Required action 1: Please quote the part of the text on the Werribee women's health clinic that opens with the words containing "The government is also investing $6.4" and closes with "provide a service.".
Required action 2: In the text on the Werribee women's health clinic, how much is the government investing to set up nine more sexual and reproductive hubs?

++++ Source text

31 May 2023
Victorian Legislative Council, Melbourne
Rachel Payne MLC – South-Eastern Metropolitan Region (262)
My adjournment matter is for the Minister for Health, Minister Thomas. There was good news for women and gender-diverse people in this year’s budget, particularly in women’s health. We welcomed the government’s announcement of $58 million for 20 new comprehensive women’s health clinics and a dedicated Aboriginal-led women’s clinic. The proposed clinics will be located throughout Victoria in areas where there is a real lack of specialist health care for women. This is so important, as we know that distance can be a huge impediment to people accessing proper health care. So it was disappointing to learn that one of the proposed clinics will be located within the Mercy hospital in Werribee.
As a publicly funded hospital, the Mercy should be providing a full range of obstetrics, neonatal and gynaecological care. However, women and gender-diverse people attending the Mercy cannot obtain contraception, abortion or family planning advice because the Mercy is Catholic run. This institutional discrimination against women and gender-diverse people happens at Catholic-run hospitals across Victoria. This is simply wrong. A public hospital should not be refusing ordinary public health services. If you live in Werribee, you are out of luck. There is no other public women’s hospital in the area and no other options for women and gender-diverse people zoned for this hospital. So the action I seek is that the minister consider relocating the women’s health clinic to the Point Cook Medical Centre or another location within the Werribee district so that women and gender-diverse people in this region are able to access the full range of reproductive health services.
Received: 3 October 2023
Hon Mary-Anne Thomas MP
(Minister for Health, Minister for Health Infrastructure, Minister for Ambulance Services)
The Allan Labor government is committed to ensuring access and provision of women’s health services in Victoria.
As part of our $153 million transformational women’s health package, we are delivering almost $58 million investment for 20 new women’s health clinics and $5.3 million for a mobile clinic to provide women across Victoria, with support and treatment for a range of conditions including endometriosis, pelvic pain, polycystic ovary syndrome and complex symptoms of menopause. To support Victoria’s First Nations women, the government is also investing in an Aboriginal-led service to provide more tailored support.
The government is also investing $6.4 million to establish a further nine sexual and reproductive hubs to provide more women with access to contraception, medical termination of pregnancy and sexual health testing and treatment. This will bring our state-wide network of hubs up to 20 across the state.
All public health services in Victoria, including denominational services, are funded under the same obligations and expectations, set out as part of the Health Services Act 1988 and under the National Health Reform Agreement. In Victoria, health professionals who hold conscientious objections, are obligated to refer people to appropriate services if they are unable to provide a service.

++++++++
++++ Information

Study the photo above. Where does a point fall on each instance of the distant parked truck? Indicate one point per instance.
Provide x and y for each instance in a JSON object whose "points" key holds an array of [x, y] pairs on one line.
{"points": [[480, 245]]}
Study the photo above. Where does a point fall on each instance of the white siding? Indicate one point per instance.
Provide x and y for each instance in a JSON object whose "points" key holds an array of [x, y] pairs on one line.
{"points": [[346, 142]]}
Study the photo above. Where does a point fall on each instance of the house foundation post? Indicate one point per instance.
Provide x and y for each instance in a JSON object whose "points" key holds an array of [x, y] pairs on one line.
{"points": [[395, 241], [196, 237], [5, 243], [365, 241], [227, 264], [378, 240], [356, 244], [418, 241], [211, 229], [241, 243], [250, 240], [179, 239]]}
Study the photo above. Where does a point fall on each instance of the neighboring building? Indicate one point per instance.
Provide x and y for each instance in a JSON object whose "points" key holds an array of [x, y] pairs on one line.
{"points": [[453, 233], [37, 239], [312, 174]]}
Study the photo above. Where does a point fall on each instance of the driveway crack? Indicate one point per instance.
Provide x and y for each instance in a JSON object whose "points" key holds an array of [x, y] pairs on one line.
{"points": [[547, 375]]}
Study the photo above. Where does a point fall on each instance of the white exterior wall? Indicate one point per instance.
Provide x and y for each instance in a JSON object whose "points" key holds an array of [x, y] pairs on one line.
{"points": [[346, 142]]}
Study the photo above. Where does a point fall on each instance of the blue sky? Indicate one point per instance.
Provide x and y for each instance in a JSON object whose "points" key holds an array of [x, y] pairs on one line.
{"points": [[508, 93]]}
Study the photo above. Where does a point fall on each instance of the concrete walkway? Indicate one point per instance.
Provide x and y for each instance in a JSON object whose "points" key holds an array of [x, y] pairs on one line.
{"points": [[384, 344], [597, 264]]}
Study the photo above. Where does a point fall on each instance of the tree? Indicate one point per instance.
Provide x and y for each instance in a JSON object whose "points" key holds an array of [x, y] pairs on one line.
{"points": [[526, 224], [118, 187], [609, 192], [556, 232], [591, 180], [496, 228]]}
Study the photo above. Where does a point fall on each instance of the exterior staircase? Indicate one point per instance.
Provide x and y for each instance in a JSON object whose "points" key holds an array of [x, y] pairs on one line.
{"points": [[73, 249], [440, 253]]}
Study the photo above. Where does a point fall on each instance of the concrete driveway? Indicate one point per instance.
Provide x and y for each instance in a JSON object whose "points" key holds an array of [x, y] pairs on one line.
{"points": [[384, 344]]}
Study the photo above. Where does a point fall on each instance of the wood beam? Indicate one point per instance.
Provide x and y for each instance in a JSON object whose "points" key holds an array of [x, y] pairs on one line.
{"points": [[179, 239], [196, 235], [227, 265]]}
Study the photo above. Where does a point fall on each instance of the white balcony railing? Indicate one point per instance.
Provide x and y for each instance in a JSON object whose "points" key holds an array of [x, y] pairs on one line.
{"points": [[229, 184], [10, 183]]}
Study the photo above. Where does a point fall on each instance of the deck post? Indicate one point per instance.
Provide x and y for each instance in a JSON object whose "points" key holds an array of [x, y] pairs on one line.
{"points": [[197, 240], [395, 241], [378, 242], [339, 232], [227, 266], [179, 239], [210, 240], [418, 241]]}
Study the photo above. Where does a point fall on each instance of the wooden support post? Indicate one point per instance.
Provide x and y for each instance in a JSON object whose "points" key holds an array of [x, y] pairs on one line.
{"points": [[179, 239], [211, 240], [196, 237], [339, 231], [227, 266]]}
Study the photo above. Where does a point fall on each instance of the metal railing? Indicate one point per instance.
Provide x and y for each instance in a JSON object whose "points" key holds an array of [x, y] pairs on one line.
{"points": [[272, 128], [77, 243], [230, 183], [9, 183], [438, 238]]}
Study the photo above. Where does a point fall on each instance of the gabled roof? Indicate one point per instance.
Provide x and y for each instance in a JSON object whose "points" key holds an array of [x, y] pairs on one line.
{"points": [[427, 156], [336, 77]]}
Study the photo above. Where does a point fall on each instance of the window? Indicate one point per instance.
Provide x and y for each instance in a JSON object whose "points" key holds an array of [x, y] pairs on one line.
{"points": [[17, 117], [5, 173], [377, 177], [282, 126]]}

++++++++

Answer area 1:
The government is also investing $6.4 million to establish a further nine sexual and reproductive hubs to provide more women with access to contraception, medical termination of pregnancy and sexual health testing and treatment. This will bring our state-wide network of hubs up to 20 across the state.
All public health services in Victoria, including denominational services, are funded under the same obligations and expectations, set out as part of the Health Services Act 1988 and under the National Health Reform Agreement. In Victoria, health professionals who hold conscientious objections, are obligated to refer people to appropriate services if they are unable to provide a service.

Answer area 2: $6.4 million